Dataset records below:

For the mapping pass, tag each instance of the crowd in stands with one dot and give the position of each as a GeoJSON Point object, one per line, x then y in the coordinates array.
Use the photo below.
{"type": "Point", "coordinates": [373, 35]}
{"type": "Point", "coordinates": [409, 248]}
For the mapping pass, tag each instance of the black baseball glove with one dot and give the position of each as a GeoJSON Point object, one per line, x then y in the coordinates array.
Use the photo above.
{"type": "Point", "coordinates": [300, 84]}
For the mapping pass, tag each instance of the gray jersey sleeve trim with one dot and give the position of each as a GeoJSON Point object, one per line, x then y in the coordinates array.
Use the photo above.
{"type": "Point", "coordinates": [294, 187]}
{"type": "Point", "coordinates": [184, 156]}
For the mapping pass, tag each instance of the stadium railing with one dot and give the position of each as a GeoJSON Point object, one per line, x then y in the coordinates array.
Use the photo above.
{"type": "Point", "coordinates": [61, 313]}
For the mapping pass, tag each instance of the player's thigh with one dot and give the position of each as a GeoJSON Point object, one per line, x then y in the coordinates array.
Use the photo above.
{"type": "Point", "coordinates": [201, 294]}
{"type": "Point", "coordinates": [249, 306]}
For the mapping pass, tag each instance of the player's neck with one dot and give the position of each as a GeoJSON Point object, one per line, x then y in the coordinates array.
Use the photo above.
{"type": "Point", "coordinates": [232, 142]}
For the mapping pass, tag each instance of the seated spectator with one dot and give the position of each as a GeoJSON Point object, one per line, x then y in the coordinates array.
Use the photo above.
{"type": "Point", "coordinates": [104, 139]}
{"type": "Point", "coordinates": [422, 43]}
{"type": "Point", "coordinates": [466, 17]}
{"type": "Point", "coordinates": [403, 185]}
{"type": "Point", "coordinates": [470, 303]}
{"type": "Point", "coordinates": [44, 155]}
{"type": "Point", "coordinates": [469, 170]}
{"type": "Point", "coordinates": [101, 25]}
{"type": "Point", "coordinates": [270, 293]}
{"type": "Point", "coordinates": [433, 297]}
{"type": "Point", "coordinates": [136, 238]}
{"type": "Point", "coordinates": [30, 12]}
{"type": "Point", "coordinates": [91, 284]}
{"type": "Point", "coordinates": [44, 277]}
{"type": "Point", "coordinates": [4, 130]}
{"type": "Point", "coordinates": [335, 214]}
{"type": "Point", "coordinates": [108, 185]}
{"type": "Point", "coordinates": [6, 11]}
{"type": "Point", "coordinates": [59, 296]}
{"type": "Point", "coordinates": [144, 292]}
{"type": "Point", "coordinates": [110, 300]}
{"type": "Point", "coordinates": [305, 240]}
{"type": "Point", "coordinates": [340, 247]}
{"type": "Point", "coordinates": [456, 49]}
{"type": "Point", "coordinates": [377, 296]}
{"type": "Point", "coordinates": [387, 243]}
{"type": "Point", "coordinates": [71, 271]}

End of Dataset records.

Across the entries above, find each line with the word "give" and please copy it out.

Task response
For the mapping pass, tag each instance of the crowd in stands with one dot and give the position of each as a GeoJSON Point object, one per line, x then y in the coordinates array.
For the mapping pass, tag each instance of the black baseball glove with one dot and give the position of each as a GeoJSON Point object, one per line, x then y in the coordinates array.
For the mapping pass, tag each instance of the gray jersey sleeve trim with one dot and give the position of each as a GeoJSON Point object, one per line, x then y in the coordinates array.
For the mapping pass, tag each instance of the stadium railing with one dot and give the position of each as a GeoJSON Point object, one per line, x then y in the coordinates array.
For the mapping pass, tag each instance of the player's thigh with one dot and give the position of each as a GeoJSON Point object, one per line, x then y in the coordinates array.
For the mapping pass, tag each instance of the player's neck with one dot and give the position of each as a GeoJSON Point object, one per line, x then y in the coordinates array.
For the mapping pass, tag each instance of the seated spectator with one dot and give the position of each as a GeoJSON Point object, one per line, x then y in the coordinates array.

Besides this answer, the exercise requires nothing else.